What you should do:
Please print every line from the one containing "compact form (1167,429)." through the last line of the records below, exactly as written and nothing more.

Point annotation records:
- - -

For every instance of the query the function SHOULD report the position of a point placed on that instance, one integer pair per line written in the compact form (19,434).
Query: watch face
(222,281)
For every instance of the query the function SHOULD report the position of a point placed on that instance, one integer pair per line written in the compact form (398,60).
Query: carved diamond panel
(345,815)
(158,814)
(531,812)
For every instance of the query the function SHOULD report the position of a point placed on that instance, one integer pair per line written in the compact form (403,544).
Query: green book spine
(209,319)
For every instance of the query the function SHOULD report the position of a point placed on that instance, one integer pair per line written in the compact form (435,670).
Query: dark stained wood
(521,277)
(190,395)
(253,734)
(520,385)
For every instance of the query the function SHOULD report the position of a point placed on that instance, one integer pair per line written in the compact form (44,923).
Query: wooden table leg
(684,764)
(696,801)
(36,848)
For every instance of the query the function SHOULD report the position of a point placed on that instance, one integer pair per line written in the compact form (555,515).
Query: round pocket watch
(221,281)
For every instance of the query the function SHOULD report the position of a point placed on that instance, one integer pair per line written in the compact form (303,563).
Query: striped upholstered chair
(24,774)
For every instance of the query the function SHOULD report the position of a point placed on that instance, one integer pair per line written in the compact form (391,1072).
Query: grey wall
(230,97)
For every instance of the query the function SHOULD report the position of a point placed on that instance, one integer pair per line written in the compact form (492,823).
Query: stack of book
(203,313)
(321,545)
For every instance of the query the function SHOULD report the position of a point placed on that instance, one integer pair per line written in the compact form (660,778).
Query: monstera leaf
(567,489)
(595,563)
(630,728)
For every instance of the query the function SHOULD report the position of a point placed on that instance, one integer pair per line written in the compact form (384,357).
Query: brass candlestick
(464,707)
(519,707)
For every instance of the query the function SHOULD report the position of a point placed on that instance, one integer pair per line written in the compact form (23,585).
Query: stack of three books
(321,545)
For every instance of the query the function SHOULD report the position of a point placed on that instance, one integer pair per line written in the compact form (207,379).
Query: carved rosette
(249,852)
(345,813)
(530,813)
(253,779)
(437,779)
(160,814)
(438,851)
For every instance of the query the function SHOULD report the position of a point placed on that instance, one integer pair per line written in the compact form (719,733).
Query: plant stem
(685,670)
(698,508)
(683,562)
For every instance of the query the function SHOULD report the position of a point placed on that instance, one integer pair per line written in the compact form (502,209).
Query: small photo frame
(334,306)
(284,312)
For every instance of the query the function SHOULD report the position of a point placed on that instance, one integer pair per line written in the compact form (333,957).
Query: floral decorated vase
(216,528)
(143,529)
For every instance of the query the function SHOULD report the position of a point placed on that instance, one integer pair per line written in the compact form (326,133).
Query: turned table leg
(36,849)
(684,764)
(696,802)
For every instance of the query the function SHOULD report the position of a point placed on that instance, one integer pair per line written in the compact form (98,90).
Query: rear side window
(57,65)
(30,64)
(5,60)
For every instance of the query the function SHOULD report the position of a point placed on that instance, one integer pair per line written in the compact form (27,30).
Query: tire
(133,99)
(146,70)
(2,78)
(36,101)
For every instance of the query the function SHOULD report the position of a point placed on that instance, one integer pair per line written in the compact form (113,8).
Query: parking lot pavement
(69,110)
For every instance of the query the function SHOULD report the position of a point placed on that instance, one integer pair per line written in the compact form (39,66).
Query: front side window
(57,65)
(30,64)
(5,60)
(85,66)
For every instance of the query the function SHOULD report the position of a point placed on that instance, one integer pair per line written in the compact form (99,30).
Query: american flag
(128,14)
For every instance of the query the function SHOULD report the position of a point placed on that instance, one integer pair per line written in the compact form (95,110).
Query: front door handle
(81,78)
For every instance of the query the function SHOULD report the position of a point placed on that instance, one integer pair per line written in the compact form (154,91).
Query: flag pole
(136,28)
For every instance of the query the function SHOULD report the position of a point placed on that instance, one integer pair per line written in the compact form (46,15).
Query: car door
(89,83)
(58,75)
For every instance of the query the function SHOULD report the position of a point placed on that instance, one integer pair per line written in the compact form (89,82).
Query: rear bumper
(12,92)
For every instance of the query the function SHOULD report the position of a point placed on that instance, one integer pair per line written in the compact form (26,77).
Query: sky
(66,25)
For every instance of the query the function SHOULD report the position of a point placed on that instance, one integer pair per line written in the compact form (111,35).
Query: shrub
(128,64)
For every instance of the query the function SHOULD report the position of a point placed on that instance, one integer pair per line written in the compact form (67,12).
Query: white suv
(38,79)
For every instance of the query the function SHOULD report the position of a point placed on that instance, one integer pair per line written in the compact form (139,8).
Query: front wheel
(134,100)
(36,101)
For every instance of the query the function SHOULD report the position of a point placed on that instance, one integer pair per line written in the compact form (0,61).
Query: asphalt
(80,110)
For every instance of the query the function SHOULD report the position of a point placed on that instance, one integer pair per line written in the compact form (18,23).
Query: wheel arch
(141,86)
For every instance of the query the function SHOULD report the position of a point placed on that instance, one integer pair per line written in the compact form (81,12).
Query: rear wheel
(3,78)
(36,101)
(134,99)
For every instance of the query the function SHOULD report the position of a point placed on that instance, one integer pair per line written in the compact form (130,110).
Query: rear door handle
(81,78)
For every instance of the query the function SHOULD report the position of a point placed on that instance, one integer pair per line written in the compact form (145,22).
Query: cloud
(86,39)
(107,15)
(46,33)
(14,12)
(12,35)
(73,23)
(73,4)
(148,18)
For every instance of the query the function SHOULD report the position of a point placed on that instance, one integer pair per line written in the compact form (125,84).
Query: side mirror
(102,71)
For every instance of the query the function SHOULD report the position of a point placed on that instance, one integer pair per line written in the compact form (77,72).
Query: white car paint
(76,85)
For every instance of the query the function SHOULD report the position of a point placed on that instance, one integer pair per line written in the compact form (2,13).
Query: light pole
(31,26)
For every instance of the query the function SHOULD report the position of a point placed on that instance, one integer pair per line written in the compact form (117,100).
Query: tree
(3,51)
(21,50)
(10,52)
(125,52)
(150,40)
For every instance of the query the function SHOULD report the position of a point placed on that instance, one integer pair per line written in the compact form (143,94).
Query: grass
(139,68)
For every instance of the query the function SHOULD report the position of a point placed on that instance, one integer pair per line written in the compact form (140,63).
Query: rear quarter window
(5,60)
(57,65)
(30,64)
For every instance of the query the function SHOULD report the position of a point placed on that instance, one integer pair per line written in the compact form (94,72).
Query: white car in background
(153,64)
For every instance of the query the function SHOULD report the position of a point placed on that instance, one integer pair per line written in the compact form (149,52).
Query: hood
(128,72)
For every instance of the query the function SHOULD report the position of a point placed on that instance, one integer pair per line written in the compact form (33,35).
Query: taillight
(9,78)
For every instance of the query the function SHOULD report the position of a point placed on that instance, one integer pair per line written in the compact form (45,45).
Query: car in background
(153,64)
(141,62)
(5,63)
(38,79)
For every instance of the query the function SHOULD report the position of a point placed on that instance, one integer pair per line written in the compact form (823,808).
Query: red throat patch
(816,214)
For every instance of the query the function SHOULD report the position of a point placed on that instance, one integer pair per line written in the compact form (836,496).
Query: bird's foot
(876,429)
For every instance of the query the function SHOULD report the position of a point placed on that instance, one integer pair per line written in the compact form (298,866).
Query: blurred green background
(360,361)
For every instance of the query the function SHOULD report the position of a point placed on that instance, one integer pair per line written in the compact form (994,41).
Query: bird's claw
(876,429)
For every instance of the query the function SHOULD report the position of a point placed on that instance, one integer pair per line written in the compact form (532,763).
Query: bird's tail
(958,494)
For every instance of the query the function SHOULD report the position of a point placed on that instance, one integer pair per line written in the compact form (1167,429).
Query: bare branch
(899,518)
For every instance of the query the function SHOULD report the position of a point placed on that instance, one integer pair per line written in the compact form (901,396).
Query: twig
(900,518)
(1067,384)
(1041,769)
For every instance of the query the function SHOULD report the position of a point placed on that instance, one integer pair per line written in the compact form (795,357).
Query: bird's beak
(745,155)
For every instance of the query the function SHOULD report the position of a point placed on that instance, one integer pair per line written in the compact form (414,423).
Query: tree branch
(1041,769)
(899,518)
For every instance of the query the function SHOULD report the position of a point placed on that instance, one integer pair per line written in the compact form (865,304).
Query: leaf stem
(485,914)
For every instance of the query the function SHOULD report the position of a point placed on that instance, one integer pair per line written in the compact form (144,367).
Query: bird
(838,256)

- - -

Correct result:
For every instance of the query the function SHOULD report the position of a point placed on that instance, one integer pair per line written in the compact form (1167,429).
Query: bare branch
(899,518)
For every instance of the query the function SHOULD report the position of a point placed on that instance, one integer pair per line written in the compact form (901,396).
Query: twig
(900,518)
(1067,384)
(1041,769)
For every instance of the query the function SHOULD report the position of a point placed on that instance, one integer pair per line written in the compact form (795,357).
Query: bird's beak
(745,155)
For every instance of the query the function SHOULD report the position of a point placed on that instance, one integer pair per line written in the compact form (414,423).
Query: tree branch
(1041,769)
(899,518)
For every instance of the query the function SHOULD report the position of a point placed on that instance, one integer pair per line written in the compact form (865,304).
Query: leaf stem
(485,914)
For every instance of the query the function SHOULD report the position of a point placed on that instance, one integer pair per line written in the compact form (144,367).
Query: bird
(838,256)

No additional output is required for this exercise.